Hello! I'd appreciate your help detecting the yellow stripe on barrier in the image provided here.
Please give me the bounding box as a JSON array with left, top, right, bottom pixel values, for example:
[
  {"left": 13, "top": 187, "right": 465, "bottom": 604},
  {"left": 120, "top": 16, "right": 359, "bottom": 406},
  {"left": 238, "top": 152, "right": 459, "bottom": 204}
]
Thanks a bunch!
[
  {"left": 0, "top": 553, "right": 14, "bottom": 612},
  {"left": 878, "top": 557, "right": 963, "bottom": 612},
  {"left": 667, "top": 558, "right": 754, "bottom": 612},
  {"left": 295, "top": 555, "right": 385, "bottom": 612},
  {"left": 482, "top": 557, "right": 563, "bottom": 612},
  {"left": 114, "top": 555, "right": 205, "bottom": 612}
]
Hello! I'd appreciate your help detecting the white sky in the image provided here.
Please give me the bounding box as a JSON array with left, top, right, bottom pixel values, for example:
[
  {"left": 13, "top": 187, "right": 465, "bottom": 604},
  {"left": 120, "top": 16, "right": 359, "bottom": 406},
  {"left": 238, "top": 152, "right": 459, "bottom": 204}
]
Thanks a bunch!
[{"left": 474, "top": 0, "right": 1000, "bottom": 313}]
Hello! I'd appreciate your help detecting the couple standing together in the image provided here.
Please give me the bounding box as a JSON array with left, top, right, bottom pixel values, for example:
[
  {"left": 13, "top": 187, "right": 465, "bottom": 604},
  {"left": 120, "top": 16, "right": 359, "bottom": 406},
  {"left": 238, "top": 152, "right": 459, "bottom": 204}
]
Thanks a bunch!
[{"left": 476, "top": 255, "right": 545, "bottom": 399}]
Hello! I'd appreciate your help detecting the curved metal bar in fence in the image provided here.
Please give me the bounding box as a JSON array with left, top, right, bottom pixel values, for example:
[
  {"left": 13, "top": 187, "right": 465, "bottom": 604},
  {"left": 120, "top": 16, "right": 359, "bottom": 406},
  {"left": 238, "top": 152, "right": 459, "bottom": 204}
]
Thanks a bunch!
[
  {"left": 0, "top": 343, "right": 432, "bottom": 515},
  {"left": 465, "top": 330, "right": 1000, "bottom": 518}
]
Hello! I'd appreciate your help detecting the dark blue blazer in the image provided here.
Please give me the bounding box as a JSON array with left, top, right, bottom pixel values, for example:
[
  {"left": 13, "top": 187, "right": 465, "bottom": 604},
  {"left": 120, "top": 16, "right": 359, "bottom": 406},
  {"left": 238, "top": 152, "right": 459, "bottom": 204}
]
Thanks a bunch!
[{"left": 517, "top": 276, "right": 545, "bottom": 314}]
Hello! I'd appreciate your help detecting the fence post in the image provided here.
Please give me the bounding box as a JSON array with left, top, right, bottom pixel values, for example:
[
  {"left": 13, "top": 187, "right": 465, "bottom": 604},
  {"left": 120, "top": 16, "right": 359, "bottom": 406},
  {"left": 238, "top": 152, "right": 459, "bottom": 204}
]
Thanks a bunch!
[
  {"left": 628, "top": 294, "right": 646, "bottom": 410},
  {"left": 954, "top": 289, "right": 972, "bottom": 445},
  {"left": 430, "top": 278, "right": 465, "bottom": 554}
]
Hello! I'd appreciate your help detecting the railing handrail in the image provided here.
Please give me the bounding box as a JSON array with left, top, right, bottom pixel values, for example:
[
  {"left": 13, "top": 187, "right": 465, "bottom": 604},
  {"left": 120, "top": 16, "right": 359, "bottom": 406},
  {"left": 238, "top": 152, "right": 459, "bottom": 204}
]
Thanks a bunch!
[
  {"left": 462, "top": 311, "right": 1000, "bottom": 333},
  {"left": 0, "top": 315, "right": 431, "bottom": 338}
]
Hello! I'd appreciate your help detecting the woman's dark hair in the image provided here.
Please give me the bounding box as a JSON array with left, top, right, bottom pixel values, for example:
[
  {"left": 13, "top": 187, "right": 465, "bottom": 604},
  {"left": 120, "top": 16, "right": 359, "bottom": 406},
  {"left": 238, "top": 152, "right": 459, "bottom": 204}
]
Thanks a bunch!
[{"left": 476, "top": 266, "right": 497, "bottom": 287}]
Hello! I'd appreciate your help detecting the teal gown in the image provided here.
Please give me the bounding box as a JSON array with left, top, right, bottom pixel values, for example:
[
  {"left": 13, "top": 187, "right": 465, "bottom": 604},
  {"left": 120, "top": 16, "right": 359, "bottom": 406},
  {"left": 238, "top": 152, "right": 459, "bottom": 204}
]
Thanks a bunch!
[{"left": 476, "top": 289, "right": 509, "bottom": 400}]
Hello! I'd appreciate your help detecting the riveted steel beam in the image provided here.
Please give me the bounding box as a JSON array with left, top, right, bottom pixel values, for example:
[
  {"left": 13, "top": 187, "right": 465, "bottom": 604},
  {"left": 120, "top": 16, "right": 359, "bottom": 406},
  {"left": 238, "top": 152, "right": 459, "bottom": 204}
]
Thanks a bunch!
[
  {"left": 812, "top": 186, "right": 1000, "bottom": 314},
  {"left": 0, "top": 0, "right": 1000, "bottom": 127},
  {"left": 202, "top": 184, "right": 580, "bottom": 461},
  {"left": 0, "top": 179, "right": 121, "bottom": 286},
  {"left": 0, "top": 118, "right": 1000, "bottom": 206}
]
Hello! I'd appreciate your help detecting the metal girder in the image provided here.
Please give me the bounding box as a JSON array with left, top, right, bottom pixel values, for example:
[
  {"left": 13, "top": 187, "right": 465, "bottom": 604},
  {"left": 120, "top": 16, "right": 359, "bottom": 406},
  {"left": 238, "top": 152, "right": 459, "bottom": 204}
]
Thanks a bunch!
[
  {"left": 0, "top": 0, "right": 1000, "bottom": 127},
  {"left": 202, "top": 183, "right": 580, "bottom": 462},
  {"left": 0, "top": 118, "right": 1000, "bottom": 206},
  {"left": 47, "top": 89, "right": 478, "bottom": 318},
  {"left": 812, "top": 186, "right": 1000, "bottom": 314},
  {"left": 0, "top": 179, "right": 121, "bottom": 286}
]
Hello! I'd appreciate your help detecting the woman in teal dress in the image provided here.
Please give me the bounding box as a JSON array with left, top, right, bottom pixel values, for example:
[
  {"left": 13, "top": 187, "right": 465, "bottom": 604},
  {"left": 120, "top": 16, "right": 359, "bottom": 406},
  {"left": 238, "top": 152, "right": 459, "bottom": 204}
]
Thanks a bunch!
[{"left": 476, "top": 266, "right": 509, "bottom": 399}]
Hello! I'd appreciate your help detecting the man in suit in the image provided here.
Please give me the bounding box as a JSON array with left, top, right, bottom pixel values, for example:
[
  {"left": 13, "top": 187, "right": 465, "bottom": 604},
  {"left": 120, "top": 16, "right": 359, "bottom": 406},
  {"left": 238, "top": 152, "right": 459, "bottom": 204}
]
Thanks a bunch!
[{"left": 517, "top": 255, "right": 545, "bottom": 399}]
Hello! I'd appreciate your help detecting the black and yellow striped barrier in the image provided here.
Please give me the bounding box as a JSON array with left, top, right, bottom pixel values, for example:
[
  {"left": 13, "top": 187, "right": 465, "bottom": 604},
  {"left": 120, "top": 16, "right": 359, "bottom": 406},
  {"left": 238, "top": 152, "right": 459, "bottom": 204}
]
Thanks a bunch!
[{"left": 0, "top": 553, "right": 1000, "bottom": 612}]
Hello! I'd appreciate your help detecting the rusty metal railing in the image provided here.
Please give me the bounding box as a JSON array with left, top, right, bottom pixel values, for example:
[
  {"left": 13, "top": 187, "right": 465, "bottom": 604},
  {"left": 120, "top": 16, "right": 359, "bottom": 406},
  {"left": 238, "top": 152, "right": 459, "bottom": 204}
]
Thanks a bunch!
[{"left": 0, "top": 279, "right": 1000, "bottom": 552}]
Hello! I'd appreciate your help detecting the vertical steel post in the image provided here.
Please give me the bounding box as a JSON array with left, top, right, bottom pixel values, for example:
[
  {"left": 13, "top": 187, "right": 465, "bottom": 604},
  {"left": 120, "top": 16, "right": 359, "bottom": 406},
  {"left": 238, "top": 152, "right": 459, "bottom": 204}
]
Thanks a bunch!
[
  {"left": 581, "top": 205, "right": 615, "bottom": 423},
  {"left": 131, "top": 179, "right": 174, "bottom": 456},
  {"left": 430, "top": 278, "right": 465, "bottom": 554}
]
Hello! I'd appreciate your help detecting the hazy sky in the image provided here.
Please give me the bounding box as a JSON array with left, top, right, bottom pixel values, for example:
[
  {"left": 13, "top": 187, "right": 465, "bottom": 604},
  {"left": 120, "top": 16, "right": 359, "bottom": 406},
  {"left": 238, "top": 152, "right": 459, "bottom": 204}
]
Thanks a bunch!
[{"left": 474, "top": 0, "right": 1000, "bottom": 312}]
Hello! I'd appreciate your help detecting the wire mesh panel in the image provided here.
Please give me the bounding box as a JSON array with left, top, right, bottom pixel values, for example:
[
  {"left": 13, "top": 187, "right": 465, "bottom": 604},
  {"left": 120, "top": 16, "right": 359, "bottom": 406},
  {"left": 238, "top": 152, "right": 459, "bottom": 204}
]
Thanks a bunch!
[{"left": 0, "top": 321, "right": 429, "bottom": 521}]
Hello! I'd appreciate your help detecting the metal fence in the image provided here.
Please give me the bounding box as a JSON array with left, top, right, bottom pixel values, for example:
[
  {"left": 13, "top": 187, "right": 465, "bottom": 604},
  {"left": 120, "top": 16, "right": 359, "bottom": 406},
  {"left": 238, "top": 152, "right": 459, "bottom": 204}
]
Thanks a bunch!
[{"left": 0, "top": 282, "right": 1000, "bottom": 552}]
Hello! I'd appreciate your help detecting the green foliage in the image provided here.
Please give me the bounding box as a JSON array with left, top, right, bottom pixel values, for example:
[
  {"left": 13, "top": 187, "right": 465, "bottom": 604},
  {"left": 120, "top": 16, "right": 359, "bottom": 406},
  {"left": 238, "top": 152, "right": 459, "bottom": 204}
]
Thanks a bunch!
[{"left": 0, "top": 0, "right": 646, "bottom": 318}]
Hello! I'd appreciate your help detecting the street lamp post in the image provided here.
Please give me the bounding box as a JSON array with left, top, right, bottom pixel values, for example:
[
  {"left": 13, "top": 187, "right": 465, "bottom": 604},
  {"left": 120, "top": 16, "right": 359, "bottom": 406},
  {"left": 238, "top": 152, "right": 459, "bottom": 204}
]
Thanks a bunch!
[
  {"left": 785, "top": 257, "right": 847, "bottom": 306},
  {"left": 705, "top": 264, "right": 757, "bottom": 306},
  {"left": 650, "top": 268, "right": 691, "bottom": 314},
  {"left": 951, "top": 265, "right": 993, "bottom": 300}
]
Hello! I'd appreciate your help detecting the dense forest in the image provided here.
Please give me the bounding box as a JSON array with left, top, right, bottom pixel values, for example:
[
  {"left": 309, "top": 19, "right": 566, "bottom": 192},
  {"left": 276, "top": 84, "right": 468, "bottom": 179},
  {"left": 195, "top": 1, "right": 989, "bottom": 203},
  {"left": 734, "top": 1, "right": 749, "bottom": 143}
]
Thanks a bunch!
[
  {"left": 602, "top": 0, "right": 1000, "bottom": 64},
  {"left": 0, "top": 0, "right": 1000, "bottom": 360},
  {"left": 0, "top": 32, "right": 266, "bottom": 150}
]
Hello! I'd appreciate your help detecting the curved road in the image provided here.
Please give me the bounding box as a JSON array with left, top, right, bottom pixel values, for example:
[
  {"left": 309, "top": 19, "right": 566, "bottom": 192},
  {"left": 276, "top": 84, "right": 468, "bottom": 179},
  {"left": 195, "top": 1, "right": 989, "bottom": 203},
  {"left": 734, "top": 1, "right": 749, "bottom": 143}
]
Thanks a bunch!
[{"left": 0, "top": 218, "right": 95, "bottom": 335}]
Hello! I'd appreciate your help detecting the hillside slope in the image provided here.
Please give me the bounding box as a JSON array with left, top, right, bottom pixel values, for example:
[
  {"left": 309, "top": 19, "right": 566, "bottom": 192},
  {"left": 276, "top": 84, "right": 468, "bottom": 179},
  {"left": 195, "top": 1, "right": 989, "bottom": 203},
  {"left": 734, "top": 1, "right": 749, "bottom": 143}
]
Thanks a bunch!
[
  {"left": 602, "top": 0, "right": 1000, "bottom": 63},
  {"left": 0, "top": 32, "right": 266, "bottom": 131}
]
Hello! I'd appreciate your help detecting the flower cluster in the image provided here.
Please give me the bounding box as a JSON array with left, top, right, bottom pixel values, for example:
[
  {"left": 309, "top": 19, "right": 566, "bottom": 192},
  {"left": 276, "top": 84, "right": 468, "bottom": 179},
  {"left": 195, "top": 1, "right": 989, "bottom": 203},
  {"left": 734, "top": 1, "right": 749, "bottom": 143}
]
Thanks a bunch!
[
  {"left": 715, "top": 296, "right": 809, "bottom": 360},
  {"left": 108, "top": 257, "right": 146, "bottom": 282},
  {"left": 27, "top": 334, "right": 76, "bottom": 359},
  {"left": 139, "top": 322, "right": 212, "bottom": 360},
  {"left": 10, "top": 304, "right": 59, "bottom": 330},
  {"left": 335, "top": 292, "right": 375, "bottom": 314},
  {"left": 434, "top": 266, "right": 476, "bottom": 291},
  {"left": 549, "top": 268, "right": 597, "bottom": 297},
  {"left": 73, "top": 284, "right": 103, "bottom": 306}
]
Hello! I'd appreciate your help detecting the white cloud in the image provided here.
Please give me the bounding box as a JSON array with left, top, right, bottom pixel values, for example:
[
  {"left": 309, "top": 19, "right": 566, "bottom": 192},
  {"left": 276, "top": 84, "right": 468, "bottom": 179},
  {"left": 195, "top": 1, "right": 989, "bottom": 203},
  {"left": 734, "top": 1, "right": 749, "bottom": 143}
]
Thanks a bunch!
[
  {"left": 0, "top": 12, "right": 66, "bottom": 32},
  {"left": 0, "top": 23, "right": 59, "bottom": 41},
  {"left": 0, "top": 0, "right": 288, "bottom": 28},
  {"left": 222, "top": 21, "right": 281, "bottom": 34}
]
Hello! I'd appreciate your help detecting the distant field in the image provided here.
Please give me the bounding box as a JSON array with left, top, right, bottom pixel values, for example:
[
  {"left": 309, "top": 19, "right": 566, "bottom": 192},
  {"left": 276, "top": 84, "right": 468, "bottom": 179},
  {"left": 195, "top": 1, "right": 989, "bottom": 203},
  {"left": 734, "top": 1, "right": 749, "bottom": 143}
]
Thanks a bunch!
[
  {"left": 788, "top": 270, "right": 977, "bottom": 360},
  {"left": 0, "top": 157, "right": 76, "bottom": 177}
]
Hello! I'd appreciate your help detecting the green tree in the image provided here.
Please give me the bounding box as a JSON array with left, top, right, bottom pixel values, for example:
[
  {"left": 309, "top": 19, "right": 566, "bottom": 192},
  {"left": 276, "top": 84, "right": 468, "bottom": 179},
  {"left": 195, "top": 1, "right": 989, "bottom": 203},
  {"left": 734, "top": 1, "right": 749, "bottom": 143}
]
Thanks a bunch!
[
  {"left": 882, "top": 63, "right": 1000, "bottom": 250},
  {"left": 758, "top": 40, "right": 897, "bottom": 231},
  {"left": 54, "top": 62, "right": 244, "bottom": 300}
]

──────

Exercise aim — Report every line of the listing above that contains the word "metal", copying each one in full.

Exercise answer —
Hello! I'd appreciate your help detecting the curved metal bar in fence in the image provided here.
Hello! I'd appreciate your help detecting the metal girder in the image provided here.
Hello! I'd appreciate your help detecting the rusty metal railing in the image provided here.
Hello! I'd appreciate your help detecting the metal fence in the image provided here.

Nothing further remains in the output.